* [Selected excerpt]:
Here, Plaintiff has not met the actual injury requirement for stating a denial-of-access to-the-courts claim. Plaintiff complains about the book cart system impeding his ability to litigate in two cases. The first case is a state court case that Plaintiff describes only as a case about "constitutional deprivations of personal property." Although Plaintiff does allege that he was injured because his appeal in this case was dismissed, he has not provided any information about the case tending to show that it was an "action under 42 U.S.C. § 1983 to vindicate `basic constitutional rights.'" Lewis, 518 U.S. at 354. Notably, Georgia has created a civil cause of action for the wrongful deprivation of personal property. O.C.G.A. § 51-10-1. Moreover, the Fourteenth Amendment does not protect against all deprivations of property, only against deprivations that occur "without due process of law." Parratt v. Taylor, 451 U.S. 527, 537 (1981), overruled on other grounds, Daniels v. Williams, 474 U.S. 327, 330-31 (1986). Thus, as Georgia statutes provide for a post-deprivation remedy, Plaintiff's bare contention that his state case concerned the deprivation of property does not establish that he was hindered in his pursuit of a civil rights case that can form the basis for a denial-of-access-to-the-courts claim — namely, a § 1983 action seeking to vindicate basic constitutional rights.

* [Items]:
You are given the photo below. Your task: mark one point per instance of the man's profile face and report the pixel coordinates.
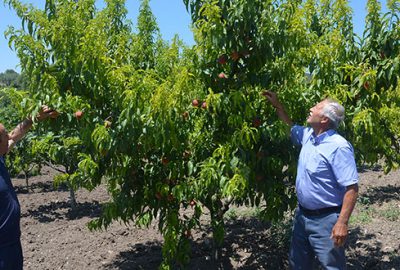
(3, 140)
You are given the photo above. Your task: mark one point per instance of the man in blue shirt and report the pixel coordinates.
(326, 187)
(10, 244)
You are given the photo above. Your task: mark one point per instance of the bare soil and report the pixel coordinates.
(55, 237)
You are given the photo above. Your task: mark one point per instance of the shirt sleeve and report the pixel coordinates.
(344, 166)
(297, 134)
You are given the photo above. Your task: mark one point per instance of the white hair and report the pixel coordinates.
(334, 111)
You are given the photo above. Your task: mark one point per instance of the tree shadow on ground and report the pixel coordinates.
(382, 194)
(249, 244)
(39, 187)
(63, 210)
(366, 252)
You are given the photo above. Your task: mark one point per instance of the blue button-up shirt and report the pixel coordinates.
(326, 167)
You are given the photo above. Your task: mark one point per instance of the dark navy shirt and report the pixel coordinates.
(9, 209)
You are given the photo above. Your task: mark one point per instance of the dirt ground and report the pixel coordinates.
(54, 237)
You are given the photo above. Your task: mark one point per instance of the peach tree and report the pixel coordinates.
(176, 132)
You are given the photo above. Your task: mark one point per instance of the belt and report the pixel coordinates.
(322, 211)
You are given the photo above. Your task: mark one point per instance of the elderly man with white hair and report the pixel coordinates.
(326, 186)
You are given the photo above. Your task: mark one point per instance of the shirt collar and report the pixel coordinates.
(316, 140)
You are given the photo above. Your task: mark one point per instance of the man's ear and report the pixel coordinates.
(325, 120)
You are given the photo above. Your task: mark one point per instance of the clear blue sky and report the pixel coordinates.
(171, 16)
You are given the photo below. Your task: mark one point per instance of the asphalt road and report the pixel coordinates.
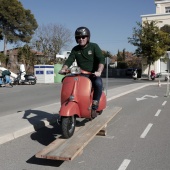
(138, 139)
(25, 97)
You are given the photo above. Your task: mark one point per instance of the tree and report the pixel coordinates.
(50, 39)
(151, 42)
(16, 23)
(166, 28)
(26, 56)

* [Tasks to complete]:
• a. Answer each question from the court excerpt on the denial-of-access claim, on its own line, marked as shown.
(i) Which requirement does the court say Plaintiff has not met?
(ii) How does Plaintiff describe the first case?
(iii) Which Georgia statute creates a civil cause of action for the wrongful deprivation of personal property?
• b. Summarize the court excerpt on the denial-of-access claim in two sentences.
• c. Write the next part of the court excerpt on the denial-of-access claim, picking up after its final sentence.

* [Responses to the tasks]:
• a.
(i) The actual injury requirement for stating a denial-of-access-to-the-courts claim.
(ii) As a case about "constitutional deprivations of personal property."
(iii) O.C.G.A. § 51-10-1.

• b. The court finds that Plaintiff has not met the actual injury requirement for a denial-of-access-to-the-courts claim, because, although his appeal in his state case was dismissed, he describes that case only as one about "constitutional deprivations of personal property" and gives no information showing that it was a § 1983 action to vindicate basic constitutional rights. Because Georgia statutes provide a post-deprivation remedy and the Fourteenth Amendment protects only against deprivations "without due process of law," his bare contention that the case concerned the deprivation of property does not show that he was hindered in pursuing such an action.

• c.
As to the case concerning exposure to second hand smoke that Plaintiff has pending in this Court, CV 304-096, Plaintiff claims that the case "was initially rejected by the Court for numerous deficiencies." (Compl., p. 5(d)). However, a review of the docket in that case shows that the Court identified the deficiencies, gave Plaintiff instructions for amending the complaint, and allowed Plaintiff the opportunity to cure the noted deficiencies. CV 304-096, doc. no. 6, pp. 3-6. Plaintiff filed an amended complaint (id., doc. no. 7), and the case is still pending today. That certain of Plaintiff's claims were dismissed from that case does not satisfy the injury requirement. That is, the Constitution does not require that prisoners be given the tools to litigate effectively once in court. Lewis, 518 U.S. 354; see also Hoffenberg v. Federal Bureau of Prisons, No. 4:03-40226-GAO, 2004 WL 2203479, at *13 (D. Mass. 2004) ("Being deprived a legal victory for a claim is not synonymous to being deprived access to the courts to resolve that claim."). Plaintiff was not prevented from bringing his conditions of confinement claim to the federal courts. The case was not dismissed. Indeed, Plaintiff is currently in the process of attempting to vindicate his Eighth Amendment rights, as evidenced by his claims currently being thoroughly vetted through discovery in CV 304-096. Plaintiff has simply not alleged the requisite injury to establish a viable denial of access to the courts claim.

Likewise, Plaintiff's apparent attempt to bring a Sixth Amendment claim under the heading of being denied access to legal assistance also fails to state a claim. As a general rule, there is no entitlement to appointed counsel in a civil rights case, such as this one, brought pursuant to 42 U.S.C. § 1983. Dean v. Barber, 951 F.2d 1210, 1216 (11th Cir. 1992). Moreover, access to legal assistance is but one of several means that may be used to satisfy the requirement for providing meaningful access to the courts. Hoffenberg, 2004 WL 2203479, at *13 (citing Hannon v. Allen, 241 F. Supp.2d 71, 74 (D. Mass. 2003) and Lewis, 518 U.S. at 351)). Thus, a claim of being denied the assistance of a person trained in the law, when there are other legal resources available, does not state a viable cause of action.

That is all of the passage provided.